═════ Listed records
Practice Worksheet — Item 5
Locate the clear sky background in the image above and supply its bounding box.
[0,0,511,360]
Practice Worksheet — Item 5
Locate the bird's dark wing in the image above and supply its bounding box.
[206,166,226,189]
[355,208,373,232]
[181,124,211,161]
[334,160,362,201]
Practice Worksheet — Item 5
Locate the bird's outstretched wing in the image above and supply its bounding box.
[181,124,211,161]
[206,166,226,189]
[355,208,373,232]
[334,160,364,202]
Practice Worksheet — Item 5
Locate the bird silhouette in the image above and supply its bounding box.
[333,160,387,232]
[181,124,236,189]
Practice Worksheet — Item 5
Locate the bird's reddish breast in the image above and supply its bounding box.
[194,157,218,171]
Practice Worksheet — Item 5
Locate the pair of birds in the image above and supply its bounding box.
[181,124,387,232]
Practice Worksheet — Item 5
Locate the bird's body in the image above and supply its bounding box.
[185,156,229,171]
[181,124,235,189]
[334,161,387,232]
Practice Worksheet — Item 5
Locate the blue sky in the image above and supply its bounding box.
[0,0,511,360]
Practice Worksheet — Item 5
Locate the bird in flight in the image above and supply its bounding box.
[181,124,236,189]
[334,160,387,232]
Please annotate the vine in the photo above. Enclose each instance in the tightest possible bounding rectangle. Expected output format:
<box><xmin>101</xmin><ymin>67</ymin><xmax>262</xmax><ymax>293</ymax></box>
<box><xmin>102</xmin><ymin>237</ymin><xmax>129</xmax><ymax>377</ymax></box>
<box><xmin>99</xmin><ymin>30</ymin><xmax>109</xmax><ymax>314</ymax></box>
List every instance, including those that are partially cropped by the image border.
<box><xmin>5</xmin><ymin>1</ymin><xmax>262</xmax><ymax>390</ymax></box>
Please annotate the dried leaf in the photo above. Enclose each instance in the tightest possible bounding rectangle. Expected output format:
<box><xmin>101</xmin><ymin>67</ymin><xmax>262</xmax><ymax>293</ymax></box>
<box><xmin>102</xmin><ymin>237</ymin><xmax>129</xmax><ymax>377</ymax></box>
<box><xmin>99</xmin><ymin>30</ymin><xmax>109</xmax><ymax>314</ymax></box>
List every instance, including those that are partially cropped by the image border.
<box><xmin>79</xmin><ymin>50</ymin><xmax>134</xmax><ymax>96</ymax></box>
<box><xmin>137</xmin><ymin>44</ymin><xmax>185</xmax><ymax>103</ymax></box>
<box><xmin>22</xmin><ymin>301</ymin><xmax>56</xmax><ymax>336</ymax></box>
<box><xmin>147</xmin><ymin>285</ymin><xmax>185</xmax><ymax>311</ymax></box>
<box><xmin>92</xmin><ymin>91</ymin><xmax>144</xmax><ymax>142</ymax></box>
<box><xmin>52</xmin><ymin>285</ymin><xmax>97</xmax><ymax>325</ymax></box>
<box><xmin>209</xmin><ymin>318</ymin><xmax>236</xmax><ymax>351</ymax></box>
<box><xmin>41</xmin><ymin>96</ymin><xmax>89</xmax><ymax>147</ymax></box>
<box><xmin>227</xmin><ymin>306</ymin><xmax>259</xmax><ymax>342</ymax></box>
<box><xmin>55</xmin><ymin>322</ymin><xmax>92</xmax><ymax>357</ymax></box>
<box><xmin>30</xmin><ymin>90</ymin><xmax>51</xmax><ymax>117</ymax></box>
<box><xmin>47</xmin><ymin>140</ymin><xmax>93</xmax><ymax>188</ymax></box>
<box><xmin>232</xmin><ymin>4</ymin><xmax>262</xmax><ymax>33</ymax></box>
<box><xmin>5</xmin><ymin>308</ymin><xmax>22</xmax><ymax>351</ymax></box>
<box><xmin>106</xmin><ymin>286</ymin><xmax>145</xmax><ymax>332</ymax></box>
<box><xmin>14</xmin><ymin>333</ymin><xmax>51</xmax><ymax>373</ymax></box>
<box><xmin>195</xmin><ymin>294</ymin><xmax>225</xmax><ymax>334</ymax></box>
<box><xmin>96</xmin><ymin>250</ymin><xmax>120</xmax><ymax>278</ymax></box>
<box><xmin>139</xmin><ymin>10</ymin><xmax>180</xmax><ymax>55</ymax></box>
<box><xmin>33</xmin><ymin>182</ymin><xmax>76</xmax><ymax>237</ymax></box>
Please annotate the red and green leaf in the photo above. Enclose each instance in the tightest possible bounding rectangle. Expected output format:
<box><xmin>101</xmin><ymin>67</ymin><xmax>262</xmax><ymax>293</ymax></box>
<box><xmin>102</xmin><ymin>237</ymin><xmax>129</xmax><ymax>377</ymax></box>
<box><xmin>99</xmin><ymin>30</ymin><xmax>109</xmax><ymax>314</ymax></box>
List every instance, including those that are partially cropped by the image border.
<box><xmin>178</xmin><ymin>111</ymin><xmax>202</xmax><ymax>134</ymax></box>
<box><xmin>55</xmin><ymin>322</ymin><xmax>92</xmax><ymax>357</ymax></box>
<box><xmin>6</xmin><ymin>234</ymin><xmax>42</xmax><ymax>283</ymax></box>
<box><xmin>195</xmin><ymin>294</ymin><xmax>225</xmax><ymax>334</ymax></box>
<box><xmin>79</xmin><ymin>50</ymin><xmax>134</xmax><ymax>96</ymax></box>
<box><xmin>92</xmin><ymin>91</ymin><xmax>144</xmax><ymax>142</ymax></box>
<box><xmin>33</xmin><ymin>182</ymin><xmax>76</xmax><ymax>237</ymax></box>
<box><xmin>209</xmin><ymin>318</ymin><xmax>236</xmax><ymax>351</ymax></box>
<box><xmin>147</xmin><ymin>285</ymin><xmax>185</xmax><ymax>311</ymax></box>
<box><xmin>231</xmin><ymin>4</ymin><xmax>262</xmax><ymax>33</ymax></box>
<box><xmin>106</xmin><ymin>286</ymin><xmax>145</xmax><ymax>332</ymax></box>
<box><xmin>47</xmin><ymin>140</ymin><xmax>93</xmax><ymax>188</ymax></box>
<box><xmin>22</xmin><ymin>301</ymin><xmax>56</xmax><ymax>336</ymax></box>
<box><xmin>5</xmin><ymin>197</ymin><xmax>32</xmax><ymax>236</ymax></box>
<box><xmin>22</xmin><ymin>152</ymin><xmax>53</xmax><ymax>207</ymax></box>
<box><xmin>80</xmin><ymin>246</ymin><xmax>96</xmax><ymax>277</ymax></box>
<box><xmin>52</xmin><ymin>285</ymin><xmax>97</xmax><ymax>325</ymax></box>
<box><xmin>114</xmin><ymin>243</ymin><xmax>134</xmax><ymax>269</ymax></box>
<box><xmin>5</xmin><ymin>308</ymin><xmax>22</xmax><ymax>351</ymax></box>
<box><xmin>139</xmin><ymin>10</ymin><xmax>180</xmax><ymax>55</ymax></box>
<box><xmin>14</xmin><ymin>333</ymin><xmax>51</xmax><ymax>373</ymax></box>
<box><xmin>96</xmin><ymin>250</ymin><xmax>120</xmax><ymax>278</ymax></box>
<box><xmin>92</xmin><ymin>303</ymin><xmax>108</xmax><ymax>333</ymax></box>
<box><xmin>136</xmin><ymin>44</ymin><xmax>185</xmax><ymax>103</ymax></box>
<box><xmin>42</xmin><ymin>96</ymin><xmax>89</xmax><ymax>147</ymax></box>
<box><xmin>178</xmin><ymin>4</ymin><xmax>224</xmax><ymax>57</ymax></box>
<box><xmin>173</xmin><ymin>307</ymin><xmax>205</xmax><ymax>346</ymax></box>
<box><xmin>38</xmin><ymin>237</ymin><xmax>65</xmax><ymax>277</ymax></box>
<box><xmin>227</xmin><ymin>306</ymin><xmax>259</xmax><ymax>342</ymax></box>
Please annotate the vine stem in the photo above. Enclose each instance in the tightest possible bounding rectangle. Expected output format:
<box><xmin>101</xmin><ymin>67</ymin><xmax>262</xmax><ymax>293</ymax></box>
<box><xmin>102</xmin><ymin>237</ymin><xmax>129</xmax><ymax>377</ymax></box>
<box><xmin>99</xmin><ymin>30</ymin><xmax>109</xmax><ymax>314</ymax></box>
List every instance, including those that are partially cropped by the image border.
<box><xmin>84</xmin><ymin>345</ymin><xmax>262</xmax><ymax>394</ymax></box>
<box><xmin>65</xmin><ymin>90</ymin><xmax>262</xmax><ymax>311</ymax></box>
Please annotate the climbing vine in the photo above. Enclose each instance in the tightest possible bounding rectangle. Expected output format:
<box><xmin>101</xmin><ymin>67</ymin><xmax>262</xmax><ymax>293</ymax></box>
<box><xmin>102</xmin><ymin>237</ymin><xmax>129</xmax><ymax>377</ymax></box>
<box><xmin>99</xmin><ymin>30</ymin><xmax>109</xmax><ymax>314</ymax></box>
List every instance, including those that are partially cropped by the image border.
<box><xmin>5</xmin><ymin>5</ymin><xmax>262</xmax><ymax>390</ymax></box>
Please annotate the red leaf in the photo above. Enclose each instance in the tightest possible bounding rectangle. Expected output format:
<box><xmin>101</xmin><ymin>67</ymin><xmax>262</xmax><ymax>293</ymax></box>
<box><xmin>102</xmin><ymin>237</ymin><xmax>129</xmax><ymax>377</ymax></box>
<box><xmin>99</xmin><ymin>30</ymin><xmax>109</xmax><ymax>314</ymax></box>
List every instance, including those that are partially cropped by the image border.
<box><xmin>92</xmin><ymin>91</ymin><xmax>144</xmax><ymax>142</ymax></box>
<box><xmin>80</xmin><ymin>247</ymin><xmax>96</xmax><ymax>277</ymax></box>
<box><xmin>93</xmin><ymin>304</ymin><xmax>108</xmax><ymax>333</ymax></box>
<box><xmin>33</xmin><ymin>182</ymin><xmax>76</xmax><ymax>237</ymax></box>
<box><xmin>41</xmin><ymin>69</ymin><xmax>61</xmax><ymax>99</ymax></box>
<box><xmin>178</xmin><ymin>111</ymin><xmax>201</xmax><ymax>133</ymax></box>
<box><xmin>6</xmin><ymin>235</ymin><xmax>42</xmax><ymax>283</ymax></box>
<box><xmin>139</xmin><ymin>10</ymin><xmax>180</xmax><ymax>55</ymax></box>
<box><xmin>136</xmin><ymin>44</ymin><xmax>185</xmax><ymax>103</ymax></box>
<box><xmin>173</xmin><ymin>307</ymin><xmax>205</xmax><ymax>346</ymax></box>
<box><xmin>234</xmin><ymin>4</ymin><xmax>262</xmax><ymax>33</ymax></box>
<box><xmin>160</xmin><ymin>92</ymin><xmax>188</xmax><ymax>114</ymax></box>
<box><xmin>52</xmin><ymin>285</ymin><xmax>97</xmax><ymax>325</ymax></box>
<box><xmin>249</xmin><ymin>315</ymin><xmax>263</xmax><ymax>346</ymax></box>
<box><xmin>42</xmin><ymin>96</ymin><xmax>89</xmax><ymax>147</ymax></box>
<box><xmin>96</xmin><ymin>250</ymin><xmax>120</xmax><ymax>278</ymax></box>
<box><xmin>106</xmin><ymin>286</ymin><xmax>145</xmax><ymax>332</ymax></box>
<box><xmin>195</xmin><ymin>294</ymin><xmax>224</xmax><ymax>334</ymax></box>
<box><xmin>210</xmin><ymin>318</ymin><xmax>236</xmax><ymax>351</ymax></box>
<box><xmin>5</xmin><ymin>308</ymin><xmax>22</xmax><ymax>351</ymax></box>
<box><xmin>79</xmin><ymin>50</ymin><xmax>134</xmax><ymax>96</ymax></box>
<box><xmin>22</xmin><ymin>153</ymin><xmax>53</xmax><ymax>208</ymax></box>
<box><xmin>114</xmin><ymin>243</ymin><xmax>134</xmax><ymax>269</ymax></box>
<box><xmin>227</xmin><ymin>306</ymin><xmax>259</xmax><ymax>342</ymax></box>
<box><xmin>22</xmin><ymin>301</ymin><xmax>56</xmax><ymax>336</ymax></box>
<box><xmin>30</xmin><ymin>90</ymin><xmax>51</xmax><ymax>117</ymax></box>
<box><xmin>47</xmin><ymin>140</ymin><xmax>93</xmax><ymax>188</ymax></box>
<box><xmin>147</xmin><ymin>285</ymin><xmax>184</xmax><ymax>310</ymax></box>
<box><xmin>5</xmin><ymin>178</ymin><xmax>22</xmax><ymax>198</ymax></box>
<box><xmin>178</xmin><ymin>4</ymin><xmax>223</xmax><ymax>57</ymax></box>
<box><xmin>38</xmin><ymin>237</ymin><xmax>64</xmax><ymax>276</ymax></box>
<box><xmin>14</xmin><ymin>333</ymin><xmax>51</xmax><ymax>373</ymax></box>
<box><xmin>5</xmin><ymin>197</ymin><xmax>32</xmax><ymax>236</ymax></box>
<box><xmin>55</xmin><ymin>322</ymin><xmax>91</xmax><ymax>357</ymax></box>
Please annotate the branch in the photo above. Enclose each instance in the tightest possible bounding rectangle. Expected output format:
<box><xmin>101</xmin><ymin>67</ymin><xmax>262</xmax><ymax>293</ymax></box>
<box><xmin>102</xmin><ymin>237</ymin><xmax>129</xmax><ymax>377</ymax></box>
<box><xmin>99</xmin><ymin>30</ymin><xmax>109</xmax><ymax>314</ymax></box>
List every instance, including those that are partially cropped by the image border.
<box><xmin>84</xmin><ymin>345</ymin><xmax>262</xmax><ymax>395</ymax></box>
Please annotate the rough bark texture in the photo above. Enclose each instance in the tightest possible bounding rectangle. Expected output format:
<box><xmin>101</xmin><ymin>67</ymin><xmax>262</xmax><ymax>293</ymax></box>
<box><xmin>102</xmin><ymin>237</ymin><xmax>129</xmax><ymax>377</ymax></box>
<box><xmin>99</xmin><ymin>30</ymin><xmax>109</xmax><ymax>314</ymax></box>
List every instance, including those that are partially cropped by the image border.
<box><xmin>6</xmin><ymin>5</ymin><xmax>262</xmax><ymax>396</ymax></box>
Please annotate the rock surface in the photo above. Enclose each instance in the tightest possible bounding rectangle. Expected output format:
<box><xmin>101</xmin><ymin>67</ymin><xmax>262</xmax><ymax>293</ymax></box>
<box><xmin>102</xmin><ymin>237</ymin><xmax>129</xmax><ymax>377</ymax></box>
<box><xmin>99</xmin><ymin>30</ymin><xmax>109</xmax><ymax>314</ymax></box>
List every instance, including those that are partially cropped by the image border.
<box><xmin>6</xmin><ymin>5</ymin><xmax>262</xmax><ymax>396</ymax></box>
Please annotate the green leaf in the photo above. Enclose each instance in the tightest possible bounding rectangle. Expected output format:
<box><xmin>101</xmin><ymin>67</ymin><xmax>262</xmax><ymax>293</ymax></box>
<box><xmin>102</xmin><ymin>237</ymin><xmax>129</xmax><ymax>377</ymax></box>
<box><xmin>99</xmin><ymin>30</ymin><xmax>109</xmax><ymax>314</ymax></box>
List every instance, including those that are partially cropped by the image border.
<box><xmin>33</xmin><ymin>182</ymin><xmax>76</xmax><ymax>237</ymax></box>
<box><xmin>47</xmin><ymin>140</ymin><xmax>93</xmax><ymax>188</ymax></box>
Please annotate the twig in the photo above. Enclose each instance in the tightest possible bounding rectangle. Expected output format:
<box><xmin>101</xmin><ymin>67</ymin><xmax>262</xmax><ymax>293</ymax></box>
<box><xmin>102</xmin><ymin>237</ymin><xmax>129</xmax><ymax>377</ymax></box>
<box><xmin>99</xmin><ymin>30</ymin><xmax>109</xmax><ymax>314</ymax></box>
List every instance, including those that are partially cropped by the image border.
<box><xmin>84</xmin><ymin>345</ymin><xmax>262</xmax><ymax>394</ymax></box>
══════════
What is asked:
Convert everything from the first line of the data down to and including the line containing "[181,124,387,232]" into a Markdown table with the columns Row and Line. Give each line its row number and leave out any blank lines.

Result:
| Row | Line |
|---|---|
| 1 | Practice Worksheet — Item 5 |
| 2 | Locate the clear sky background in the image above and supply its bounding box. |
| 3 | [0,0,511,360] |
| 4 | Practice Worksheet — Item 5 |
| 5 | Locate the bird's dark wing in the image above and supply its bounding box. |
| 6 | [206,166,226,189] |
| 7 | [355,208,373,232] |
| 8 | [181,124,211,161] |
| 9 | [334,160,362,201] |
| 10 | Practice Worksheet — Item 5 |
| 11 | Locate the bird's outstretched wing in the image above and supply its bounding box. |
| 12 | [181,124,211,161] |
| 13 | [206,166,226,189] |
| 14 | [355,208,373,232] |
| 15 | [334,160,364,202] |
| 16 | Practice Worksheet — Item 5 |
| 17 | Locate the bird silhouette in the image above and supply its bounding box. |
| 18 | [333,160,387,232] |
| 19 | [181,124,236,189] |
| 20 | Practice Worksheet — Item 5 |
| 21 | Locate the bird's reddish breast in the image above and supply its bounding box. |
| 22 | [194,157,218,171] |
| 23 | Practice Worksheet — Item 5 |
| 24 | Locate the pair of birds in the image above and supply its bounding box. |
| 25 | [181,124,387,232] |